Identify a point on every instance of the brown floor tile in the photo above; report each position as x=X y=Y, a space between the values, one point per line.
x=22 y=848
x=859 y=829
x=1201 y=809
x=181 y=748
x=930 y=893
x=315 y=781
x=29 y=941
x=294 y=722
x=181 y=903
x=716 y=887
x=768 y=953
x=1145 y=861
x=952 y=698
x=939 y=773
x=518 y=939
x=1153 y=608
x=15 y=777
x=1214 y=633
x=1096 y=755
################
Please copy the listing above word for word, every line in its original order and form.

> [RESPONSE TO THIS TASK]:
Identify a point on every instance of the brown floor tile in the photo above; report each position as x=X y=Y, a space between the values, one point per line.
x=22 y=848
x=859 y=829
x=1201 y=809
x=181 y=748
x=930 y=893
x=315 y=781
x=29 y=941
x=294 y=722
x=181 y=903
x=716 y=887
x=768 y=953
x=1145 y=861
x=952 y=698
x=939 y=773
x=518 y=939
x=1153 y=608
x=15 y=777
x=1214 y=633
x=1096 y=755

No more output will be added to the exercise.